**TASK REQUIREMENTS:**
**1.** Do statements (a), (b) and (c) agree with the profile of Bunny Morgan-Brown below? Answer yes or no for each, and quote the exact words of the profile that decide it.
(a) Morgan-Brown goes by the nickname "Bunny."
(b) Morgan-Brown's advising and mentoring is aimed at retired professionals.
(c) BunnyTheGreat.com is given as the place to learn more about hiring Morgan-Brown as an advisor or mentor.
**2.** Could you write the next part of the profile of Bunny Morgan-Brown below, picking up after its last sentence?

**EXTRACT TO READ:**
- Opening Delimiter -

About Bunny Morgan-Brown

I’m Alexis (“Bunny”) Morgan-Brown, and I'm an Black, Indigenous & Jewish femme multimedia artist, writer, and muse. In my professional life, I am a strategic intuitionist with over 10+ years of expertise, specializing in advising and mentoring high-performance professionals, community leaders, and creatives who are pioneers and innovators in there field. For more information about hiring me as a strategic advisor or mentor for you or your organization, check me out at BunnyTheGreat.com.

- Closing Delimiter -

**AVAILABLE DATA:**
- Opening Delimiter -

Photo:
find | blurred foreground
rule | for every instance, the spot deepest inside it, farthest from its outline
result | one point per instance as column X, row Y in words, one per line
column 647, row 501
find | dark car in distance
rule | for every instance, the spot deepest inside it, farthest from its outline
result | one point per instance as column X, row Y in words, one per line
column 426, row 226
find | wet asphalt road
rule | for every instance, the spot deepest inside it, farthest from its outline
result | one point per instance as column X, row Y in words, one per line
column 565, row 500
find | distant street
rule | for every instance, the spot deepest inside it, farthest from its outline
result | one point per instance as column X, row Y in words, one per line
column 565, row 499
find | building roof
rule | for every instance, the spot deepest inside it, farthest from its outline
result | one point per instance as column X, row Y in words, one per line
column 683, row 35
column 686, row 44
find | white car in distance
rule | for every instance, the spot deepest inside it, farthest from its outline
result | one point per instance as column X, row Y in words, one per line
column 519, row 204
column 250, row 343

- Closing Delimiter -

**ANSWERS TO THIS EXERCISE:**
**1.**
(a) Yes: "I’m Alexis (“Bunny”) Morgan-Brown"
(b) No: "specializing in advising and mentoring high-performance professionals, community leaders, and creatives"
(c) Yes: "For more information about hiring me as a strategic advisor or mentor for you or your organization, check me out at BunnyTheGreat.com."

**2.**
In 2019, my Ancestors began sharing with me the fundamental healing and ceremonial practices of a body of practices I now call Mzizi Udongo (lit, ‘root soil) alongside deepening my Jewish practice and education, and in 2022, after 20 years of study, apprenticeship, and experience amongst my communities, I was initiated by my spirits and the Grandmothers (the collective ancestral memory of Earth and all incarnated beings who have lived on her), as a kasima (ancestral healer) & udagan (spiritworker). After this experience and being able to take 3 years of sabbatical, I was finally able to release my self-consciousness and shame around having a social role that neither fits the traditional conventions from which it is rooted, nor aligns with the cultural zeitgeist of my politics or the society in which I live. This Substack is dedicated towards sharing what I know, documenting my spiritual & personal journey, and serving my communities as we strive to reimagine the possibilities for a world free of hierarchy, violence, and exploitation.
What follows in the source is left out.